● **INSTRUCTIONS TO FOLLOW**
Please rewrite the data below with every "segment" changed to "annotate" and nothing else altered.

● **SUPPLIED MATERIAL**
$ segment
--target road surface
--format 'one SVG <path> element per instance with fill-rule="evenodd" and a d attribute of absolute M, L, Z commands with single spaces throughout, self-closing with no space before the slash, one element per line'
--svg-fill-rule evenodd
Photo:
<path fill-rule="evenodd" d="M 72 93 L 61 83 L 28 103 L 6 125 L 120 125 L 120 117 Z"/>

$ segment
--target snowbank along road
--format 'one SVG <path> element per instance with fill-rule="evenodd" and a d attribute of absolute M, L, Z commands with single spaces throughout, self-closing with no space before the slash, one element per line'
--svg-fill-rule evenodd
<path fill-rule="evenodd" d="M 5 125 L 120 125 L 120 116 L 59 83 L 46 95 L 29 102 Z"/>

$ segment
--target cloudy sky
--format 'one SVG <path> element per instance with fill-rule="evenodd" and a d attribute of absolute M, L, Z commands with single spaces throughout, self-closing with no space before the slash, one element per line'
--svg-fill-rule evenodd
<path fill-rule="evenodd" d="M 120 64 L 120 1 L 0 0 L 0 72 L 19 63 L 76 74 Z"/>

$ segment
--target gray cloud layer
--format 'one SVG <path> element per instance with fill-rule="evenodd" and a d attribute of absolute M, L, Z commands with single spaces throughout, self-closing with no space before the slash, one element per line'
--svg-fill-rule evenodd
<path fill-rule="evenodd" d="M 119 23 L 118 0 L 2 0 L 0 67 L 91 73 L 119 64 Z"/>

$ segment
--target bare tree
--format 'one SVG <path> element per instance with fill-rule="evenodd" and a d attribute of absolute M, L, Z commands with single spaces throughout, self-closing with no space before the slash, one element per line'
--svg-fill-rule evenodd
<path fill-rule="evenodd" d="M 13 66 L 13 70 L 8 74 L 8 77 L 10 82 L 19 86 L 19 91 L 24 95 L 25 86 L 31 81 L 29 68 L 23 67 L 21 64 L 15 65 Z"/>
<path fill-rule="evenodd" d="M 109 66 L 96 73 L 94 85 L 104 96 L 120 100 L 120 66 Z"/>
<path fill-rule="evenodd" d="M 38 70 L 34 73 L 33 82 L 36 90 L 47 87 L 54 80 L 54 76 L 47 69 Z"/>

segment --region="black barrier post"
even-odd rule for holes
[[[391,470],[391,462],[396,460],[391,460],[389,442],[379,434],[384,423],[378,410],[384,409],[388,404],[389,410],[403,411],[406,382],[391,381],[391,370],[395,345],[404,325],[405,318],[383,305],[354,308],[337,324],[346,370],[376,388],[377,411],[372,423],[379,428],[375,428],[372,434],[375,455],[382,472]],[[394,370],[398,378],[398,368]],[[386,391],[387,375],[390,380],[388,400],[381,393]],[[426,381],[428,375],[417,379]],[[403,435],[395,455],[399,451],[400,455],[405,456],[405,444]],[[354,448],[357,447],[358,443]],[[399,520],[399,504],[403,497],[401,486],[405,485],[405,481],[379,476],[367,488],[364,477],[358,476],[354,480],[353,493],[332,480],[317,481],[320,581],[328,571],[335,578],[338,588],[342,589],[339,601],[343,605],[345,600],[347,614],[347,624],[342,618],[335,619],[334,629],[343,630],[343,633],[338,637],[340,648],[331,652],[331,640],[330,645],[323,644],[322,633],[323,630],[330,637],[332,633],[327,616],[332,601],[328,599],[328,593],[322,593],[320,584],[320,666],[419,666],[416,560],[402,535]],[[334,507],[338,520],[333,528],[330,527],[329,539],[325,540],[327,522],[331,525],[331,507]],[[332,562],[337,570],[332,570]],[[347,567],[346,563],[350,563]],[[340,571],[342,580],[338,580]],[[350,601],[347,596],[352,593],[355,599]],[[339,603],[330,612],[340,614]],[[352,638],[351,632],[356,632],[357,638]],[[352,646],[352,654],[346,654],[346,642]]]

● **EXERCISE ANSWER**
$ annotate
--target road surface
--format 'one SVG <path> element per instance with fill-rule="evenodd" and a d attribute of absolute M, L, Z commands with single spaces throughout, self-closing with no space before the slash, one element per line'
--svg-fill-rule evenodd
Photo:
<path fill-rule="evenodd" d="M 72 93 L 61 83 L 28 103 L 6 125 L 120 125 L 120 117 Z"/>

$ annotate
--target snowbank along road
--format 'one SVG <path> element per instance with fill-rule="evenodd" and a d attribute of absolute M, L, Z commands with single spaces throughout, self-closing with no space before the slash, one element per line'
--svg-fill-rule evenodd
<path fill-rule="evenodd" d="M 5 125 L 120 125 L 120 116 L 59 83 L 46 95 L 29 102 Z"/>

$ annotate
--target cloudy sky
--format 'one SVG <path> element per instance with fill-rule="evenodd" and a d attribute of absolute M, L, Z commands with single spaces throughout, self-closing with no space before the slash, one element per line'
--svg-fill-rule evenodd
<path fill-rule="evenodd" d="M 120 64 L 120 1 L 0 0 L 0 72 L 19 63 L 76 74 Z"/>

$ annotate
--target gray cloud layer
--format 'one SVG <path> element per instance with fill-rule="evenodd" and a d attribute of absolute M, L, Z commands with single spaces throughout, self-closing with no space before the slash, one element per line'
--svg-fill-rule evenodd
<path fill-rule="evenodd" d="M 119 23 L 118 0 L 2 0 L 0 67 L 91 73 L 119 64 Z"/>

$ annotate
--target bare tree
--format 'one SVG <path> element per instance with fill-rule="evenodd" and a d attribute of absolute M, L, Z commands with single spaces throughout, self-closing with no space before the slash, one element per line'
--svg-fill-rule evenodd
<path fill-rule="evenodd" d="M 13 66 L 13 70 L 8 74 L 8 77 L 10 82 L 19 86 L 19 91 L 24 95 L 25 86 L 31 81 L 29 68 L 23 67 L 21 64 L 15 65 Z"/>
<path fill-rule="evenodd" d="M 109 66 L 96 73 L 94 85 L 104 96 L 120 100 L 120 66 Z"/>
<path fill-rule="evenodd" d="M 38 70 L 34 73 L 33 82 L 36 90 L 47 87 L 54 80 L 54 76 L 47 69 Z"/>

annotate --region="black barrier post"
even-odd rule for holes
[[[391,470],[391,462],[396,460],[391,460],[389,442],[379,434],[384,423],[378,410],[384,409],[388,404],[389,410],[403,411],[406,382],[391,381],[391,370],[395,345],[404,325],[405,318],[383,305],[354,308],[337,324],[346,370],[376,388],[377,411],[372,423],[379,428],[375,428],[372,434],[375,455],[382,472]],[[394,370],[398,378],[398,368]],[[386,391],[387,375],[390,380],[388,400],[381,393]],[[426,381],[428,375],[417,379]],[[403,435],[395,455],[399,451],[400,455],[405,456],[405,444]],[[354,448],[357,447],[358,443]],[[399,520],[399,504],[403,497],[401,486],[405,485],[405,481],[379,476],[367,488],[364,477],[358,476],[354,480],[353,493],[332,480],[317,481],[320,581],[328,571],[335,578],[338,588],[342,589],[339,601],[343,605],[345,600],[347,614],[347,624],[342,618],[335,619],[334,629],[343,630],[343,633],[338,637],[340,648],[331,652],[331,640],[330,645],[323,644],[322,633],[323,630],[330,637],[332,633],[327,616],[332,601],[328,599],[328,593],[322,593],[320,584],[320,666],[419,666],[416,560],[402,535]],[[334,507],[338,520],[333,528],[330,527],[329,539],[325,540],[327,522],[331,525],[331,507]],[[332,562],[337,570],[332,570]],[[347,567],[346,563],[350,563]],[[340,571],[342,580],[338,580]],[[350,601],[347,596],[352,593],[355,599]],[[339,603],[330,612],[340,614]],[[352,638],[351,632],[356,632],[357,638]],[[352,646],[352,654],[346,654],[346,642]]]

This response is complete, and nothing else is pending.